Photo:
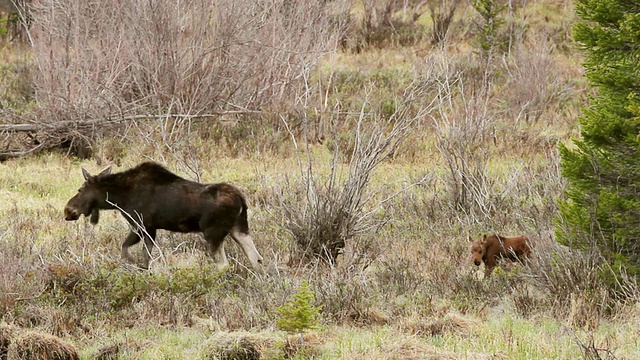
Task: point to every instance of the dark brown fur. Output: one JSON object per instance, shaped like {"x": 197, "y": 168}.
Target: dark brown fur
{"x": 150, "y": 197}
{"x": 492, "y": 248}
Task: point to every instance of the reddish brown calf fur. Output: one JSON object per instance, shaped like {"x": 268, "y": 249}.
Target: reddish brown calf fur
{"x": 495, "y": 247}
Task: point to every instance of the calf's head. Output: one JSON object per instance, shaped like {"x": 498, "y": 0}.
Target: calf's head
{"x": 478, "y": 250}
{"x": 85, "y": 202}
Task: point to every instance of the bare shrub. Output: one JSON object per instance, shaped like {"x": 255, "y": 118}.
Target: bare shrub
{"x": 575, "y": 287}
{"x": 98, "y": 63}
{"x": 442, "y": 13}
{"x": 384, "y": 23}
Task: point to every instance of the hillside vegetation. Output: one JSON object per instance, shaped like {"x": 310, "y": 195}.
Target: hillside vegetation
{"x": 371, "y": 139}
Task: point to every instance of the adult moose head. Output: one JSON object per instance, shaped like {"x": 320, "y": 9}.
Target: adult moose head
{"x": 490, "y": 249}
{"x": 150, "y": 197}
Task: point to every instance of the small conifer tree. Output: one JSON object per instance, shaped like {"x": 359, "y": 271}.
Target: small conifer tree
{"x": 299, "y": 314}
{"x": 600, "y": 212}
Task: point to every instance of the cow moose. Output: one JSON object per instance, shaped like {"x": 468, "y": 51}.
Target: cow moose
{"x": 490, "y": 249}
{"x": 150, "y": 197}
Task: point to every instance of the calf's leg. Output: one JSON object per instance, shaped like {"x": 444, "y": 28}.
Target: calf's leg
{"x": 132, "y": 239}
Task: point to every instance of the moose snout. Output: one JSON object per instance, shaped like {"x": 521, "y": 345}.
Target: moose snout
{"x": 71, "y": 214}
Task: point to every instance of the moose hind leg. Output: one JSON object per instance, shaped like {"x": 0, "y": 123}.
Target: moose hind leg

■ **EXERCISE INSTRUCTIONS**
Format the listing above as a numbered list, skipping any blank lines and omitting the pictures.

■ **EXPECTED ANSWER**
1. Photo:
2. Task: point to every instance of the dark brown fur. Output: one JSON object per instance, shaped like {"x": 197, "y": 168}.
3. Target: dark brown fur
4. {"x": 150, "y": 197}
5. {"x": 492, "y": 248}
6. Task: point to every instance of the reddish brown calf fur. Output: one JSON object per instance, shaped like {"x": 268, "y": 249}.
7. Target: reddish brown calf fur
8. {"x": 495, "y": 247}
9. Task: point to every instance of the calf's head. Output: one JSON object per instance, shaped like {"x": 498, "y": 0}.
10. Target: calf's head
11. {"x": 478, "y": 250}
12. {"x": 85, "y": 202}
13. Task: point to every instance of the bare shrub. Output: one JSON object per instance, shaped like {"x": 255, "y": 118}.
14. Target: bare shrub
15. {"x": 575, "y": 287}
16. {"x": 98, "y": 63}
17. {"x": 442, "y": 13}
18. {"x": 384, "y": 23}
19. Task: point to every instance of the hillside vegetation. Output: one JSON object per instance, shaped like {"x": 310, "y": 195}.
20. Target: hillside vegetation
21. {"x": 371, "y": 139}
22. Task: point to every instance of the adult moose head. Output: one JSON object per instance, shaped like {"x": 320, "y": 9}.
23. Target: adult moose head
24. {"x": 490, "y": 249}
25. {"x": 150, "y": 197}
26. Task: point to every instance of the small conifer tree. Output: one JSON object per instance, shaped like {"x": 359, "y": 271}.
27. Target: small conifer tree
28. {"x": 299, "y": 314}
29. {"x": 600, "y": 212}
30. Task: point to every instance of the cow moose. Output: one JSON object per instance, shaped like {"x": 468, "y": 51}.
31. Target: cow moose
32. {"x": 490, "y": 249}
33. {"x": 150, "y": 197}
34. Task: point to every instance of the calf's leg. Output: one JSON object per instance, shaped like {"x": 444, "y": 28}.
35. Target: calf's leg
36. {"x": 132, "y": 239}
37. Task: point to every instance of the moose snout. Output: one JSON object per instance, shaped like {"x": 521, "y": 345}.
38. Target: moose snout
39. {"x": 71, "y": 214}
40. Task: point to every instance of the moose hind leg. Output: one JSON object per instance, shaped like {"x": 0, "y": 123}.
41. Target: moose hind leg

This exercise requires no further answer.